━━━ Data listing

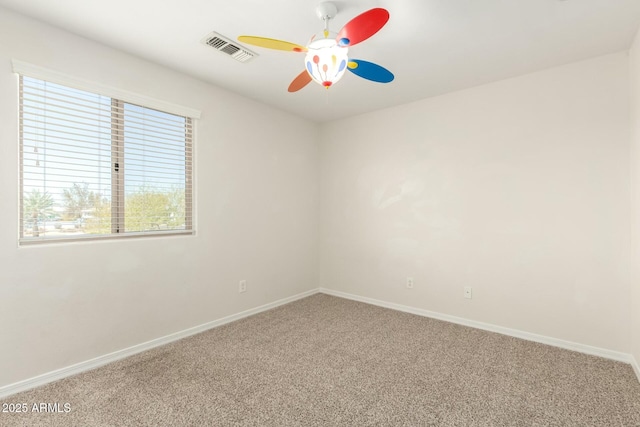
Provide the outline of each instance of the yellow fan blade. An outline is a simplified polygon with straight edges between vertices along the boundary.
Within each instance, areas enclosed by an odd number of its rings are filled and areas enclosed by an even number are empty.
[[[286,50],[288,52],[306,52],[307,48],[299,44],[285,42],[283,40],[268,39],[266,37],[240,36],[238,41],[267,49]]]

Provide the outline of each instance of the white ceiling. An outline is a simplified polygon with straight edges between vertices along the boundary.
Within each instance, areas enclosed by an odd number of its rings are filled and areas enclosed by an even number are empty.
[[[247,63],[201,43],[211,31],[306,45],[322,29],[319,0],[0,0],[0,6],[323,122],[628,49],[639,0],[335,1],[338,31],[384,7],[387,25],[349,50],[396,76],[378,84],[347,73],[328,91],[288,93],[303,54],[248,46]],[[46,64],[45,64],[46,65]]]

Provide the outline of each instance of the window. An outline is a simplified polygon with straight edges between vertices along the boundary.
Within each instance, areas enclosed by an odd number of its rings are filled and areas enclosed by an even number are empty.
[[[192,232],[192,119],[19,76],[21,243]]]

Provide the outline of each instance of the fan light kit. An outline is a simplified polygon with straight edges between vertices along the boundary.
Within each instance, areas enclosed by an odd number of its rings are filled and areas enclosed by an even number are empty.
[[[301,46],[283,40],[256,36],[240,36],[238,40],[254,46],[289,52],[306,53],[305,70],[289,85],[289,92],[297,92],[312,80],[329,89],[338,82],[346,70],[378,83],[393,81],[393,74],[386,68],[360,59],[349,59],[349,48],[365,41],[389,20],[386,9],[368,10],[349,21],[338,33],[329,31],[329,21],[338,12],[331,2],[323,2],[316,8],[316,15],[324,21],[324,30],[315,34],[309,44]]]

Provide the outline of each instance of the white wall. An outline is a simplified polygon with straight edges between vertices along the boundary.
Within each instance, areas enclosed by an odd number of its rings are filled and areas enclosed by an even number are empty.
[[[197,235],[18,248],[12,58],[200,109]],[[0,386],[317,287],[317,125],[3,9],[0,199]]]
[[[320,286],[628,353],[628,103],[619,53],[323,125]]]
[[[632,281],[631,354],[640,379],[640,32],[630,51],[631,77],[631,171],[632,171]]]

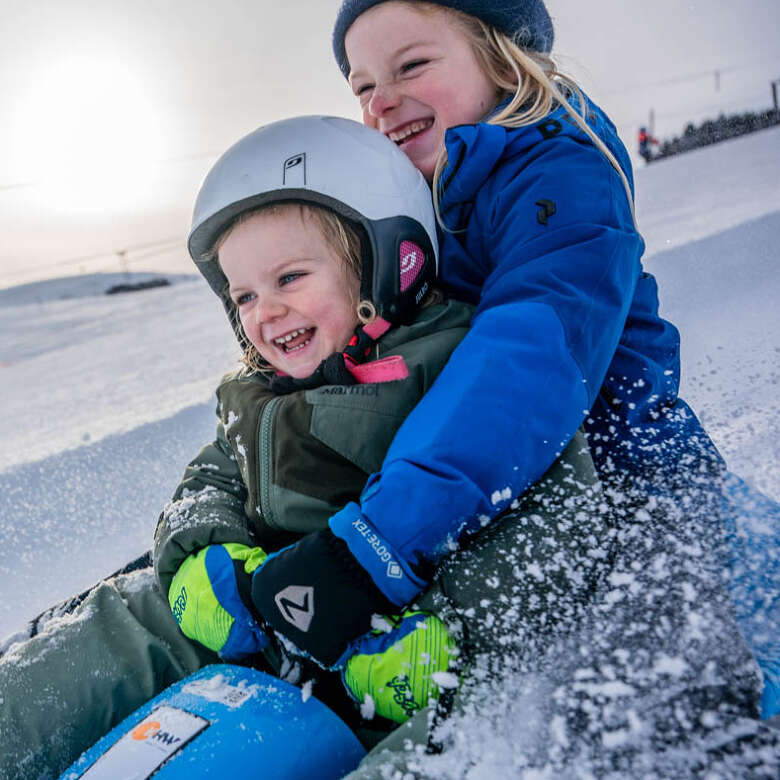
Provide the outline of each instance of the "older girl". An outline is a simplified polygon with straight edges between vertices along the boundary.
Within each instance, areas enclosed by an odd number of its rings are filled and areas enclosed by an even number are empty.
[[[413,599],[445,552],[498,518],[583,425],[621,525],[615,587],[592,616],[585,666],[594,690],[619,681],[621,694],[564,708],[562,722],[614,735],[602,749],[679,746],[744,725],[759,698],[722,581],[723,463],[678,396],[679,334],[641,266],[628,155],[558,72],[552,42],[541,0],[342,5],[338,64],[364,122],[431,182],[443,282],[476,309],[360,505],[330,520],[378,592],[365,598],[354,568],[331,558],[315,618],[331,624],[328,647],[285,626],[272,600],[258,603],[277,630],[336,659],[366,615],[383,599]],[[255,588],[281,592],[328,555],[295,546],[258,571]],[[674,685],[666,658],[680,661]]]

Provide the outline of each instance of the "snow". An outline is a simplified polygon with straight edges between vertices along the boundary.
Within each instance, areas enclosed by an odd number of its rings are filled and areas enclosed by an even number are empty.
[[[376,703],[370,694],[363,696],[363,701],[360,703],[360,717],[364,720],[373,720],[376,715]]]
[[[502,490],[494,490],[490,495],[490,503],[495,506],[502,501],[509,501],[512,498],[512,488],[505,487]]]
[[[780,129],[767,130],[636,179],[645,265],[682,333],[682,395],[731,470],[780,500],[778,146]],[[214,434],[213,392],[237,358],[221,304],[195,275],[103,295],[116,281],[0,290],[0,637],[148,549],[185,465]],[[616,571],[615,598],[633,583]],[[680,591],[689,597],[684,582]],[[659,657],[658,669],[674,676],[679,661]],[[466,746],[454,737],[458,760],[482,750],[470,776],[519,776],[502,746],[530,744],[545,685],[497,694],[527,725],[523,740],[514,724],[506,734],[475,727]],[[561,722],[543,725],[566,743]],[[631,721],[605,739],[630,740],[640,728]]]
[[[199,277],[0,291],[0,636],[149,548],[237,348]]]
[[[780,129],[638,175],[646,267],[682,333],[683,397],[732,471],[780,499]]]
[[[661,674],[668,674],[673,677],[682,677],[685,674],[687,664],[682,658],[670,658],[668,655],[661,654],[655,662],[655,670]]]
[[[434,672],[431,677],[439,688],[446,690],[458,687],[458,677],[452,672]]]
[[[234,709],[242,706],[247,699],[258,695],[259,685],[249,685],[246,680],[240,680],[238,685],[232,685],[222,674],[213,677],[201,677],[188,682],[183,693],[191,693],[209,701],[220,702]]]

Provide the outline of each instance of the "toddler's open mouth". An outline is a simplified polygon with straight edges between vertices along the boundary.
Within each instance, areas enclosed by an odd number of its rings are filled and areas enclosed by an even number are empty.
[[[285,333],[284,336],[274,339],[274,344],[285,353],[297,352],[312,340],[315,330],[316,328],[291,330],[289,333]]]

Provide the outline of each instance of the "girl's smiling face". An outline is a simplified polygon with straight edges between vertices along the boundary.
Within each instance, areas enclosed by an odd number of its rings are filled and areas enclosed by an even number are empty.
[[[444,131],[478,122],[499,101],[465,33],[435,6],[380,3],[355,20],[345,48],[364,124],[400,146],[428,181]]]
[[[347,346],[359,282],[305,209],[240,222],[220,245],[219,263],[246,337],[280,373],[310,376]]]

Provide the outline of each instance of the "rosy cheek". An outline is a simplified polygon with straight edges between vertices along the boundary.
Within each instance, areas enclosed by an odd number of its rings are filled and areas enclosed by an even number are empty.
[[[366,103],[366,105],[363,106],[363,124],[366,125],[366,127],[371,127],[376,130],[376,123],[376,117],[371,114],[368,108],[368,103]]]

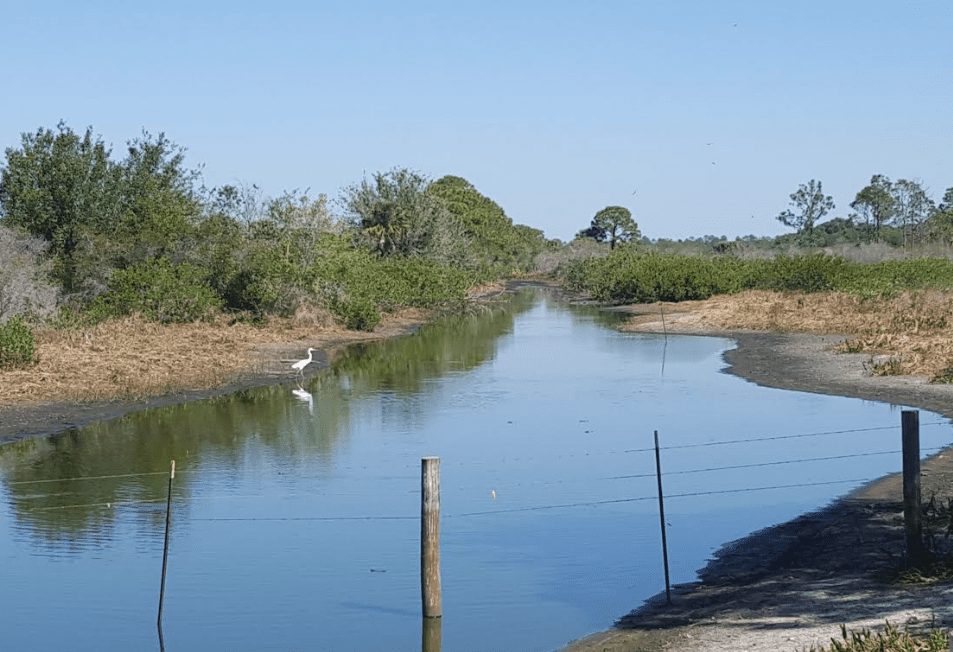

━━━━━━

## Required work:
Search the material for "girl" and copy each matching line.

## Exercise solution:
Provide the outline of each instance of the "older girl". An outline is a simplified polygon with straight edges between vertices along the boundary.
Provide the outline of each instance of the "girl's smiling face". An outline is a simplified polygon with straight edges between vertices along the boundary.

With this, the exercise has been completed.